▸ **Описание задания**: Верните дословно из фрагмента документа отрывок от слов «В еврейской литературе» до слов «языке неплохой литературы.» включительно.

▸ **Фрагмент документа**:
___
В еврейской литературе часты обвинения правительства в пособничестве погромщикам и чуть ли не в организации погромов. Если изучить вопрос, становится видно: правительство Российской империи занимает такую же позицию, как и правительство Рима.
А вот позиция простонародья России и Украины больше похожа на позицию египтян. Писатели-деревенщики типа Белова или Астафьева очень напоминают Манефона — люди двух миров, они выражают народную позицию на языке неплохой литературы.
Кто не боялся евреев
Справедливости ради: в России родился и яростный протест против антисемитизма. Известный религиозный философ Владимир Соловьев написал «Протест» против «антисемитического движения», и этот протест подписали более 100 ученых, писателей, публицистов, общественных деятелей. В «Протесте», помимо прочего, Соловьев писал, что «единственная причина еврейского вопроса — забвение справедливости и человеколюбия», «безрассудное увлечение слепым национальным эгоизмом», «возбуждение племенной и религиозной вражды».
Написал, пытался пристроить в газеты. Но полиция предупредила газеты: печатать этого не велено.
___
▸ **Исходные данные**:
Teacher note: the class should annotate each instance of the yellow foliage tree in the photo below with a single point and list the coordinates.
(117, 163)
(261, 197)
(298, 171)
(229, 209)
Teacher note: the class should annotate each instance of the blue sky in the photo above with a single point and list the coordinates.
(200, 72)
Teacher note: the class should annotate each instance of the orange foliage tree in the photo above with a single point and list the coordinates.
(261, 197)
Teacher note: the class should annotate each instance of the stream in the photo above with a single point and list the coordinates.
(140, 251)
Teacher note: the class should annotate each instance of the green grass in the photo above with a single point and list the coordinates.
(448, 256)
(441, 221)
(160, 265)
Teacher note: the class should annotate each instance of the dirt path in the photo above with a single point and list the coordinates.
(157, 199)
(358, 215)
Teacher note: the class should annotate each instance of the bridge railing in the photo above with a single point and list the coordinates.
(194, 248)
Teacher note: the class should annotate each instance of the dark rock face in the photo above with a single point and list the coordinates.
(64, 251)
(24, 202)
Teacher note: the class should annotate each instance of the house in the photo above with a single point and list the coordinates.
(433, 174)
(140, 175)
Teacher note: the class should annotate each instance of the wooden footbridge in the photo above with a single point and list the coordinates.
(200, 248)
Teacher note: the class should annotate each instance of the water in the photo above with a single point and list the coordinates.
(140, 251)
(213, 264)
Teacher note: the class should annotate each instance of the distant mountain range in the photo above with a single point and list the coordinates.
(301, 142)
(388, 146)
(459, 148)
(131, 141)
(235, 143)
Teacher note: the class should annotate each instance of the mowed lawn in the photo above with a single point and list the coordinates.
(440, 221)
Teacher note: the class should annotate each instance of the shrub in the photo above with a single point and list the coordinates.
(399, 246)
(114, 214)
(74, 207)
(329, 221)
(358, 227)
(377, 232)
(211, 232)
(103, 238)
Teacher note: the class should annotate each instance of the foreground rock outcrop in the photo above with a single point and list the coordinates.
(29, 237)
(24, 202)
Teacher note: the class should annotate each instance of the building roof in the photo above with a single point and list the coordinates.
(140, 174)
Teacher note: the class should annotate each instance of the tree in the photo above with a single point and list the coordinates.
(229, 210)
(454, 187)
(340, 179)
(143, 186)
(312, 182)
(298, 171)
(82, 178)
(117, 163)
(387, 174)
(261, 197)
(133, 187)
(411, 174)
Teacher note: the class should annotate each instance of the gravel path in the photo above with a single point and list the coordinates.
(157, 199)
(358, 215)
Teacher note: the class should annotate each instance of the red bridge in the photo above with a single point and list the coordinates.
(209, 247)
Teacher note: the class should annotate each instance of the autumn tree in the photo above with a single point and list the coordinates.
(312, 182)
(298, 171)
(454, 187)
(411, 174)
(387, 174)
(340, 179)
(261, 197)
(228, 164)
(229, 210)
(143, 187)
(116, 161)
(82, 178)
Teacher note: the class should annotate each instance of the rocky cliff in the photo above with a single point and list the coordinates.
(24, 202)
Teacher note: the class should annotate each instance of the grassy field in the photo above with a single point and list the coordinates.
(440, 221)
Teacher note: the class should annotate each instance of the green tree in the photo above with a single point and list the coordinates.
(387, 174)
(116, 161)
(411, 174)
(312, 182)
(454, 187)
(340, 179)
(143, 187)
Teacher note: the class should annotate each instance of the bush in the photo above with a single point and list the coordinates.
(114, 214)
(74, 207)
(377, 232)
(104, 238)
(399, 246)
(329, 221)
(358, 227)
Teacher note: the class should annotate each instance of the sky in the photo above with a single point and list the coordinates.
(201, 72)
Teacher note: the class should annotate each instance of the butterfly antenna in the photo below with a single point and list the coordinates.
___
▸ **Письменный ответ**:
В еврейской литературе часты обвинения правительства в пособничестве погромщикам и чуть ли не в организации погромов. Если изучить вопрос, становится видно: правительство Российской империи занимает такую же позицию, как и правительство Рима.
А вот позиция простонародья России и Украины больше похожа на позицию египтян. Писатели-деревенщики типа Белова или Астафьева очень напоминают Манефона — люди двух миров, они выражают народную позицию на языке неплохой литературы.